* [EXERCISE BRIEF]:
Update the material below, replacing "pixel coordinates" with "x-y coordinates" wherever it occurs and leaving every other word the same.

Begin PROVIDED DATA

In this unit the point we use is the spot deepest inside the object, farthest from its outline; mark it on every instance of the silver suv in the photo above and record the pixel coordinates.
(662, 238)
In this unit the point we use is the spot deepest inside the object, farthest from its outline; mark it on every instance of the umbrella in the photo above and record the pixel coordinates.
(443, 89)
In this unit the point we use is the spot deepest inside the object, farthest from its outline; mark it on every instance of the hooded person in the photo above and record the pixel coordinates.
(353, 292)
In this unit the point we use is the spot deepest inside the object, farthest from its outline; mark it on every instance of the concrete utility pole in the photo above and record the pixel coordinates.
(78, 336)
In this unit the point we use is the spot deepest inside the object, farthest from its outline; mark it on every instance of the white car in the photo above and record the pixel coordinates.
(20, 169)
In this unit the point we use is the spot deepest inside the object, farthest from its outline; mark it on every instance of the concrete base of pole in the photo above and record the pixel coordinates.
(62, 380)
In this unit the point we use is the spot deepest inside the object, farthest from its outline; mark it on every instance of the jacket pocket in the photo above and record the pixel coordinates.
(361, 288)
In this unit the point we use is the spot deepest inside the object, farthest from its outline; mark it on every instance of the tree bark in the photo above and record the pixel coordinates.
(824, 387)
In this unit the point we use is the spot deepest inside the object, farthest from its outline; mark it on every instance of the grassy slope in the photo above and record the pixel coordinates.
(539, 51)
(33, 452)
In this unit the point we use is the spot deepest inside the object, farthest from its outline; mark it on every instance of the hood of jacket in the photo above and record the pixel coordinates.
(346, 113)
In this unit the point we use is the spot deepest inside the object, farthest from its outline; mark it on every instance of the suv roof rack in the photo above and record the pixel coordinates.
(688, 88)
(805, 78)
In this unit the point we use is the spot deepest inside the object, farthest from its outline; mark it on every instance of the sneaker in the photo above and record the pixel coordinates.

End PROVIDED DATA

* [ANSWER BELOW]:
In this unit the point we use is the spot deepest inside the object, farthest from its outline; mark it on every instance of the silver suv in the photo above and record the x-y coordinates.
(662, 238)
In this unit the point we use is the spot deepest inside the object, farthest from its outline; mark it on every instance of the umbrella in the photo above and record the x-y coordinates.
(443, 89)
In this unit the point we use is the spot deepest inside the object, farthest from its outline; mark it on every instance of the hooded person in the photo above and record the x-y coordinates.
(353, 292)
In this unit the point we use is the spot deepest inside the object, farthest from its outline; mark it on every instance of the concrete utility pole in the photo above and record the x-y coordinates.
(78, 336)
In this unit the point we use is the spot deepest inside the object, farthest from its outline; mark it on every instance of the white car in the photo above and record the x-y coordinates.
(20, 169)
In this unit the point we use is the spot deepest inside the object, farthest from its outline; mark it on every instance of the concrete base of pole in the photo above and record the x-y coordinates.
(62, 380)
In this unit the point we use is the spot deepest inside the object, farthest from its outline; mark it on every instance of the jacket pocket in the photo above and record the x-y coordinates.
(361, 288)
In this unit the point we use is the spot deepest inside the object, farthest from its outline; mark it on every instance of the tree bark in the photo above and record the x-y coordinates.
(824, 387)
In this unit the point we use is the spot deepest inside the object, farthest from its outline; mark it on every instance of the grassy slope in the photo above and record the x-y coordinates.
(539, 51)
(33, 452)
In this unit the point we use is the spot deepest inside the object, farthest from its outline; mark it on every instance of the hood of jacket in the photo above and record the x-y coordinates.
(346, 113)
In this unit the point we use is the spot deepest inside the object, farthest from its outline; mark it on every instance of the suv roof rack in the photo above and record the x-y coordinates.
(688, 88)
(805, 78)
In this unit the point we use is the spot deepest inside the object, farthest from its outline; mark it on every instance of the sneaker in the photo above and record the x-y coordinates.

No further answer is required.